▶ _Stated task_
Copy the part of the data that opens with the line containing "Look at the photo above. For every instance of the distant" and closes with the line containing "x=362, y=62", both lines included. Increase every x and y value in the answer coordinates by 95, and leave all other lines unchanged.

▶ _Records for the task_
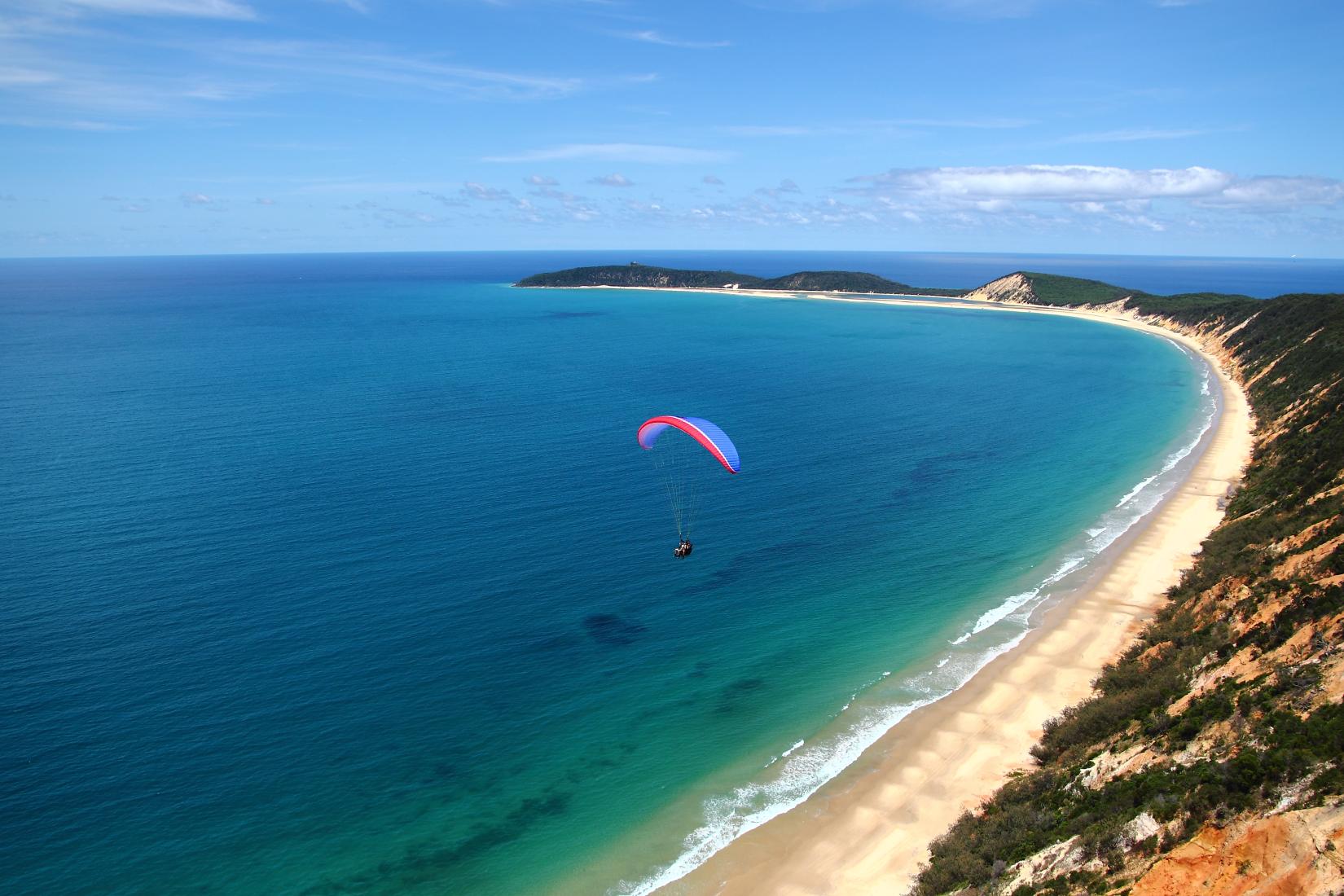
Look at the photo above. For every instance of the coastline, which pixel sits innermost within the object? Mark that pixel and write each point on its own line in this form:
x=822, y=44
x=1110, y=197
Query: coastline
x=868, y=829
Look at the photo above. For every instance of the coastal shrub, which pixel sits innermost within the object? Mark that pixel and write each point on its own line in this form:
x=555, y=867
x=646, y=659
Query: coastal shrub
x=1275, y=746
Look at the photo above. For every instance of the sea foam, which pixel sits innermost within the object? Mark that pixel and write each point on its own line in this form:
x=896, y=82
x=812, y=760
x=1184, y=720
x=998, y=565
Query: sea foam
x=802, y=773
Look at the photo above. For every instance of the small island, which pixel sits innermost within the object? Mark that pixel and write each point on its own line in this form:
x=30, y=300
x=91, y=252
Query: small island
x=637, y=275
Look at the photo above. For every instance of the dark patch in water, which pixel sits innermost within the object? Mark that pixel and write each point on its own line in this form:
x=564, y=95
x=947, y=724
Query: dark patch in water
x=426, y=863
x=736, y=693
x=937, y=471
x=612, y=630
x=740, y=564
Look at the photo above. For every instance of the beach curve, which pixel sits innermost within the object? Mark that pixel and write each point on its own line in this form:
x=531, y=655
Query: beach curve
x=867, y=831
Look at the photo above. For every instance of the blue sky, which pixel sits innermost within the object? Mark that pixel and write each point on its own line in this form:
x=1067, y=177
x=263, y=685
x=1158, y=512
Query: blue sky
x=1149, y=126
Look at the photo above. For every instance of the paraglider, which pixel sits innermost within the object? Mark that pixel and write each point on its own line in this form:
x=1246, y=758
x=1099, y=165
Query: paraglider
x=682, y=463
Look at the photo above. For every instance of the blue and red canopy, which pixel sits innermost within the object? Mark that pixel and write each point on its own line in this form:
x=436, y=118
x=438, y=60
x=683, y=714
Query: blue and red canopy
x=715, y=441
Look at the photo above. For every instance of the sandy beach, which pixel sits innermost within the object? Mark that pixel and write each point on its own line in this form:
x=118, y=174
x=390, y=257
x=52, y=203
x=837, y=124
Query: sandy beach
x=868, y=831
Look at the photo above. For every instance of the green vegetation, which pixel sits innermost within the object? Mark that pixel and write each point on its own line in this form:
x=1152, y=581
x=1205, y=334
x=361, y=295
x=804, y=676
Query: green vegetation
x=1250, y=739
x=636, y=275
x=647, y=275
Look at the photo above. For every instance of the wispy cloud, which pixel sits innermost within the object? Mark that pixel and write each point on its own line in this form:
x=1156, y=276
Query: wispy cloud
x=1280, y=192
x=368, y=64
x=874, y=126
x=188, y=8
x=472, y=190
x=645, y=153
x=613, y=180
x=787, y=186
x=1087, y=187
x=1056, y=183
x=1132, y=134
x=653, y=37
x=979, y=8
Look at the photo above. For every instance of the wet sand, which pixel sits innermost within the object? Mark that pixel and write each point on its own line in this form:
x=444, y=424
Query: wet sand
x=868, y=831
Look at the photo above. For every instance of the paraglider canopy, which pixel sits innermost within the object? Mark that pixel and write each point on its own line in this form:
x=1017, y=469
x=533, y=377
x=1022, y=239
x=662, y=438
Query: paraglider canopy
x=714, y=440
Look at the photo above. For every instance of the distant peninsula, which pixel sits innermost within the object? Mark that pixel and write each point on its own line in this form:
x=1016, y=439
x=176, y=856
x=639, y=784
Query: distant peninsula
x=651, y=277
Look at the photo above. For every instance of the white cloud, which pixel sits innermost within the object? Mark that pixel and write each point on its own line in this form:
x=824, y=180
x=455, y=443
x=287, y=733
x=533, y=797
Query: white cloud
x=1276, y=192
x=653, y=37
x=1133, y=134
x=613, y=180
x=472, y=190
x=644, y=153
x=1052, y=183
x=190, y=8
x=16, y=77
x=362, y=62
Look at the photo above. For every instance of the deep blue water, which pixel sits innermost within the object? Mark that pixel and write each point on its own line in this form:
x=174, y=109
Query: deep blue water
x=345, y=574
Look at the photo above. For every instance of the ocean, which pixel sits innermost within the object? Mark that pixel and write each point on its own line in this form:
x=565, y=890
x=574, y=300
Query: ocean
x=345, y=574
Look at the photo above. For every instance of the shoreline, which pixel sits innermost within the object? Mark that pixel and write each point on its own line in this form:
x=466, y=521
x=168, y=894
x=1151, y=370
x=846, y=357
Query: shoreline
x=867, y=831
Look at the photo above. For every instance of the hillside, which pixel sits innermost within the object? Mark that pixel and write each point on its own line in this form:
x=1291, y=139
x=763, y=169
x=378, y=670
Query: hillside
x=1210, y=758
x=651, y=277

▶ _Reply to the task_
Look at the photo above. For every instance of the distant peninsula, which pixel sits innermost within the object? Mark that pixel and write each point on its own line in this form:
x=1016, y=439
x=176, y=856
x=639, y=784
Query: distant peninsula
x=746, y=372
Look at the photo above. For every instance of the white cloud, which pixel sits innermost within the object? Mark that pixel and write each point on its own line in this form:
x=824, y=180
x=455, y=443
x=287, y=733
x=533, y=797
Query: white cloud
x=1371, y=287
x=748, y=132
x=1228, y=229
x=708, y=275
x=567, y=285
x=739, y=248
x=1147, y=278
x=285, y=103
x=111, y=172
x=457, y=157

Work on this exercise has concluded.